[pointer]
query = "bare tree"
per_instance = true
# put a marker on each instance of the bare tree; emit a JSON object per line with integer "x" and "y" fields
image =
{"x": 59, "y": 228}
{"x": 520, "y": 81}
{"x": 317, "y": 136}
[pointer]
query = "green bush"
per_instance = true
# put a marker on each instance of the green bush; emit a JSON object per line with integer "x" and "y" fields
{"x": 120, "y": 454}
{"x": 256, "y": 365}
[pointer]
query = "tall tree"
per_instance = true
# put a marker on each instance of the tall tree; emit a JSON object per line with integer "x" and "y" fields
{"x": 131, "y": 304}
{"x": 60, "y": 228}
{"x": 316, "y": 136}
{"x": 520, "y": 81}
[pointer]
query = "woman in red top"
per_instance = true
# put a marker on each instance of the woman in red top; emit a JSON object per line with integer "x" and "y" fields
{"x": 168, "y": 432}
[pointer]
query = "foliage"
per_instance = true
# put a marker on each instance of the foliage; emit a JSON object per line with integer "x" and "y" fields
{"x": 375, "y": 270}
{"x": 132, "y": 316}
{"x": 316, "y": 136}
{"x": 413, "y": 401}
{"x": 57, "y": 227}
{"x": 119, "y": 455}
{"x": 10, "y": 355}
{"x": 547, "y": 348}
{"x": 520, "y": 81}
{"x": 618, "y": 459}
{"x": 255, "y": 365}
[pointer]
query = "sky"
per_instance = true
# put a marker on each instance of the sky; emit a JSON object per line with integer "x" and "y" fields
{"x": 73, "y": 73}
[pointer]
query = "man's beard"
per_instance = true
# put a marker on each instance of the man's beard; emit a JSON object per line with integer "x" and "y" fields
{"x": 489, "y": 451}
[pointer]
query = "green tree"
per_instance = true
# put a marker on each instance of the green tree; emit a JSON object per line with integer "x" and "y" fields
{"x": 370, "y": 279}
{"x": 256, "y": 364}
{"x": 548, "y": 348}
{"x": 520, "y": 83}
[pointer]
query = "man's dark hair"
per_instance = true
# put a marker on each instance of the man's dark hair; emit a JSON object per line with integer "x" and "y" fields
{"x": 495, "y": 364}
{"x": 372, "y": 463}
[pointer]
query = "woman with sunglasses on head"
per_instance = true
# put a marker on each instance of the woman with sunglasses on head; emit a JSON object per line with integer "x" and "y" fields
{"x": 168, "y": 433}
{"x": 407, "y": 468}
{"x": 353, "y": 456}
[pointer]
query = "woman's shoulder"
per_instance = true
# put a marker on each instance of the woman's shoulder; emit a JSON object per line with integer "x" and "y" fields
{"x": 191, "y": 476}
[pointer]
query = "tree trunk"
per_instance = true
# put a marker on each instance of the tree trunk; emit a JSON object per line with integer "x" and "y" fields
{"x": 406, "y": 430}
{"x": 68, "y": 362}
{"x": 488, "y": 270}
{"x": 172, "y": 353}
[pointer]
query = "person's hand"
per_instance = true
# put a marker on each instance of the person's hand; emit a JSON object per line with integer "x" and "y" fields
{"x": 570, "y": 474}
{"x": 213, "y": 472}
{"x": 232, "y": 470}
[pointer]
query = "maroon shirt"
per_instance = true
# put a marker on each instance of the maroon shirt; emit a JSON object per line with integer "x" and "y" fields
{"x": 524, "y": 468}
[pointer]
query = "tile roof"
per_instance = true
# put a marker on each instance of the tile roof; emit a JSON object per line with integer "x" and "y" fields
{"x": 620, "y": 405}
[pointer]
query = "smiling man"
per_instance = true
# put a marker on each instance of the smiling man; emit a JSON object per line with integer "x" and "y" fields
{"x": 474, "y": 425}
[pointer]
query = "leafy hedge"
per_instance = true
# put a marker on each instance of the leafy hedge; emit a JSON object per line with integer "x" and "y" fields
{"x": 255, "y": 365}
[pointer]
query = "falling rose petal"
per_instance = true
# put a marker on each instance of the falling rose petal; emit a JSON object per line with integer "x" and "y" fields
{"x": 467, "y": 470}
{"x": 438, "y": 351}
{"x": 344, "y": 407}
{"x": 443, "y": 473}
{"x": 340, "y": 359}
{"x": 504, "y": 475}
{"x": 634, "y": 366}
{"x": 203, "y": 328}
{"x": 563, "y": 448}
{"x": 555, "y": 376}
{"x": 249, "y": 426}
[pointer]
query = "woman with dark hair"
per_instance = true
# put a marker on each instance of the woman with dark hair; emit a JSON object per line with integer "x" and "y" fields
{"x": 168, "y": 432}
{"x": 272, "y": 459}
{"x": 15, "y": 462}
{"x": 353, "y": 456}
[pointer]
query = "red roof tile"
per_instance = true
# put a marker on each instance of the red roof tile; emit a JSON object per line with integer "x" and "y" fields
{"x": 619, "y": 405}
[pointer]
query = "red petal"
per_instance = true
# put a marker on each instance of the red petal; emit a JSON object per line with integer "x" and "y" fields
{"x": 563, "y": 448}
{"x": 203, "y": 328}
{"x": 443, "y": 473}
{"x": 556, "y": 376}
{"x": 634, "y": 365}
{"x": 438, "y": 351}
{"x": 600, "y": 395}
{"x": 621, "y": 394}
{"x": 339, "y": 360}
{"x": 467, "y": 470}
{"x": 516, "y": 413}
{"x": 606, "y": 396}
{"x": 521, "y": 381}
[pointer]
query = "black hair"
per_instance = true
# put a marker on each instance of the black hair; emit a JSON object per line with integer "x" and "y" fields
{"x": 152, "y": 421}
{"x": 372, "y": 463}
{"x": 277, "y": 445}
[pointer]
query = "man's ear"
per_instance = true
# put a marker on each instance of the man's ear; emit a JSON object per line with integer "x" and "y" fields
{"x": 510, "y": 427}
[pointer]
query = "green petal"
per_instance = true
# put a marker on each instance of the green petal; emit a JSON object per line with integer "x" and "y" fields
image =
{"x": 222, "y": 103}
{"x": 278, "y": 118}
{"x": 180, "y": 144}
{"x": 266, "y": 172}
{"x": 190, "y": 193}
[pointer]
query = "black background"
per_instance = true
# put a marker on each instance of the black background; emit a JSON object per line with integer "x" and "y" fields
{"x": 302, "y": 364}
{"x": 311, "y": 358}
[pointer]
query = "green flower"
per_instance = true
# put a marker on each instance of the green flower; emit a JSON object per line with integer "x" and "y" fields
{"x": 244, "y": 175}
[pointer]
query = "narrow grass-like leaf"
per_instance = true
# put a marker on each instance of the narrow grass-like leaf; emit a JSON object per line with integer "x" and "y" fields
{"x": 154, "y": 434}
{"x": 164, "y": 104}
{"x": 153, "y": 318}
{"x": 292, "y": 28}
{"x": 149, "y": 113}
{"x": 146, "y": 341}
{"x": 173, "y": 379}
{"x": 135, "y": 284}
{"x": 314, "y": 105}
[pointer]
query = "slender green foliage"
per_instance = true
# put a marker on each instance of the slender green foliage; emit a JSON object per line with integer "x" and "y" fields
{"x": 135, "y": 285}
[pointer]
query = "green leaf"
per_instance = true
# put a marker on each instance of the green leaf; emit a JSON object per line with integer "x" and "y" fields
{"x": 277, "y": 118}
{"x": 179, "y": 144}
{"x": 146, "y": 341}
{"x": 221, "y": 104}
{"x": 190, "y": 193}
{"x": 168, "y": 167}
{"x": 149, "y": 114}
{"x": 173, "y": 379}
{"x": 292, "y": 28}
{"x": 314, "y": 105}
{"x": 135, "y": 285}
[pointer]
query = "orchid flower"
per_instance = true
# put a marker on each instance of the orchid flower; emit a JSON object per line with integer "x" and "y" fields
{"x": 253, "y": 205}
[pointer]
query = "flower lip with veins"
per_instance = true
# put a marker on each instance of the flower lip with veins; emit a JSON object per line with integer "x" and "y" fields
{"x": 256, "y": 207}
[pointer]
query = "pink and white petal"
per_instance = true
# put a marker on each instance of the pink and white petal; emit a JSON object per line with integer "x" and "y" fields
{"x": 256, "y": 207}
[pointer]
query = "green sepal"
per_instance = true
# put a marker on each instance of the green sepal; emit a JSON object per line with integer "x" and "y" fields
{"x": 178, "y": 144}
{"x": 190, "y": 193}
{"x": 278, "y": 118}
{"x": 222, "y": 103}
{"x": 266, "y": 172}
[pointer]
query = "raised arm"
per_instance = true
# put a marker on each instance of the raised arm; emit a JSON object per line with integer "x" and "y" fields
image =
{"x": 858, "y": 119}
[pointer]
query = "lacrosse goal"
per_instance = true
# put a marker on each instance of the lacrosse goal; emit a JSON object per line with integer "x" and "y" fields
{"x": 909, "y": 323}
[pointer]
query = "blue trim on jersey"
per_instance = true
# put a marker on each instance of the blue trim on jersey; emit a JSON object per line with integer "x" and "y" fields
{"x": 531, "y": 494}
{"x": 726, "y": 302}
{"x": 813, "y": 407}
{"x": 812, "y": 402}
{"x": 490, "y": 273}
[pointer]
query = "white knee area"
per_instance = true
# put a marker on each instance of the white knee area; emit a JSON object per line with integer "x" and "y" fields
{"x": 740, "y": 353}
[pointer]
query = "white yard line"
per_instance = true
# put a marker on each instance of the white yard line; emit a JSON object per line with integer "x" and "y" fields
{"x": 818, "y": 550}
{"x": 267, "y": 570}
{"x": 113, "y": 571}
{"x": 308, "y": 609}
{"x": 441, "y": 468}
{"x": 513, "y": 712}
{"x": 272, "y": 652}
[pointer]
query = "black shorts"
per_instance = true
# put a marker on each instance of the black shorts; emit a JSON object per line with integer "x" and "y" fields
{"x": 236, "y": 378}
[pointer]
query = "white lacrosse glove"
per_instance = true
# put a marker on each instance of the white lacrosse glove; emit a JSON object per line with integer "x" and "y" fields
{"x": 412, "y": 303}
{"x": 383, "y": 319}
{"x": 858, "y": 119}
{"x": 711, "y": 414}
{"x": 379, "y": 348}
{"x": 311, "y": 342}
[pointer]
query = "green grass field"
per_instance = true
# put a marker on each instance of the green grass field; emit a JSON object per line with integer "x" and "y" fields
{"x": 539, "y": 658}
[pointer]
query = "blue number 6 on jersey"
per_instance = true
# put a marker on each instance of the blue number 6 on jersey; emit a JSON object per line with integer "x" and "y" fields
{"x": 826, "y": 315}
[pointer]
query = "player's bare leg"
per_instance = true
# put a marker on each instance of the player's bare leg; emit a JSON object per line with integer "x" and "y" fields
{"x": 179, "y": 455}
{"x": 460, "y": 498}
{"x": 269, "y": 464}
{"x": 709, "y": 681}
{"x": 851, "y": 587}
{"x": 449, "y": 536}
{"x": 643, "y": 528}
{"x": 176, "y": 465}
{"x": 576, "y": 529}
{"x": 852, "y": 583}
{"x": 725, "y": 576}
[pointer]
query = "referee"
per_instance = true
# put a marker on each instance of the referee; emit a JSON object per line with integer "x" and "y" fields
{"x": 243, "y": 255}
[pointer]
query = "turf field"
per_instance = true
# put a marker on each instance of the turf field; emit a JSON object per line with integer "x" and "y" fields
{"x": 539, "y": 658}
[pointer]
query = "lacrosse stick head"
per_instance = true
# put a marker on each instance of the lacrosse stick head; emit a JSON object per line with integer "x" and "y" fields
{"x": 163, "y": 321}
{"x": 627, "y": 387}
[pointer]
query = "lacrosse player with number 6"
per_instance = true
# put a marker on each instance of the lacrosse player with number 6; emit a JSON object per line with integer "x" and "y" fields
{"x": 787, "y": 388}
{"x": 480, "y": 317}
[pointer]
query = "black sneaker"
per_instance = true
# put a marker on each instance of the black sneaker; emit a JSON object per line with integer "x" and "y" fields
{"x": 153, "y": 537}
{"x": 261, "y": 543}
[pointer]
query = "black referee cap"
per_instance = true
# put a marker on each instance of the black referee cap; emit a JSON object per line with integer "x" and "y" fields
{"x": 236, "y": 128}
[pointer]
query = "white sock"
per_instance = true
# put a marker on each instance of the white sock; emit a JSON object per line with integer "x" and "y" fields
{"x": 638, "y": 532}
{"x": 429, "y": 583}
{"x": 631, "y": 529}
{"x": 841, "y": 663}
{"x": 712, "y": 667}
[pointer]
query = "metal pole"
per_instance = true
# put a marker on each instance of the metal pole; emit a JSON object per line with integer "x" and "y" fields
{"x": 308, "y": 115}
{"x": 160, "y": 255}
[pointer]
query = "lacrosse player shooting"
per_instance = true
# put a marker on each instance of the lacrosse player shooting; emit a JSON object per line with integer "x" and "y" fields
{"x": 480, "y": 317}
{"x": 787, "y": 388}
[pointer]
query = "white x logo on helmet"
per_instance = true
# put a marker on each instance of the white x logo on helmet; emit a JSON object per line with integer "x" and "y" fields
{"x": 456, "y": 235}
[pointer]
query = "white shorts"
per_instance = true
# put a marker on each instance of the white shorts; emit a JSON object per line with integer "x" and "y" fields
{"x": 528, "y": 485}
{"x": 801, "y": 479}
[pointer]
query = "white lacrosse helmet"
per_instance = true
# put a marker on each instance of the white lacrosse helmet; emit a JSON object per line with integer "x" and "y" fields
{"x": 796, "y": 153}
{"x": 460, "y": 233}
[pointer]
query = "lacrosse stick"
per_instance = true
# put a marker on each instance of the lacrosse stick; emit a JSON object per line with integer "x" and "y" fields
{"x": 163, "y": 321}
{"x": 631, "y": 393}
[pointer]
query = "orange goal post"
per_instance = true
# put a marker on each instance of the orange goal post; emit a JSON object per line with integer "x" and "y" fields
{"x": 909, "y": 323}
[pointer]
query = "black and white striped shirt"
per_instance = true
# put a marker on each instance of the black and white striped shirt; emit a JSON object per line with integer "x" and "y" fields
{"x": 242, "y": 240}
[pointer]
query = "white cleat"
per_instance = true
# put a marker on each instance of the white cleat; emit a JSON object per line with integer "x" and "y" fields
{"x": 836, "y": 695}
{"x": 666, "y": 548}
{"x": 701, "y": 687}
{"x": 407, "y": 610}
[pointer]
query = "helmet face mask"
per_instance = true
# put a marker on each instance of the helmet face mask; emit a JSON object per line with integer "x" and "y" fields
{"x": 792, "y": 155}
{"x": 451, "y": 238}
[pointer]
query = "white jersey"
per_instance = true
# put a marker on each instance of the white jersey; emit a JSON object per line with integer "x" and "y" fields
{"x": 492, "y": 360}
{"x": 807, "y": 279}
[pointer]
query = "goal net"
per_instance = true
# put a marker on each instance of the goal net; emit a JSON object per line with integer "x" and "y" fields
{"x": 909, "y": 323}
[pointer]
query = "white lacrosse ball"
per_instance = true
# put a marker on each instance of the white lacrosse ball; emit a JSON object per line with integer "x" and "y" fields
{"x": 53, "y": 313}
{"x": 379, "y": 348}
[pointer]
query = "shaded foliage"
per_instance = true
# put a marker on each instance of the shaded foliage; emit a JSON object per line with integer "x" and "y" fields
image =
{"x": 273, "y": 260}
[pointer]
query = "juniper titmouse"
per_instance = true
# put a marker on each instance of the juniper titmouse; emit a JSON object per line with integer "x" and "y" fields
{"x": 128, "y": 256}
###
What you need to do = Identify every line of the records that contains the string "head", treating uppercase and lowercase as different.

Full solution =
query = "woman with sunglasses on head"
# put a marker on each instance of the woman with sunglasses on head; emit a JSON object per line with integer "x" and "y" fields
query = "lacrosse stick head"
# put a marker on each instance of the lacrosse stick head; emit a JSON object per line with integer "x" and "y" fields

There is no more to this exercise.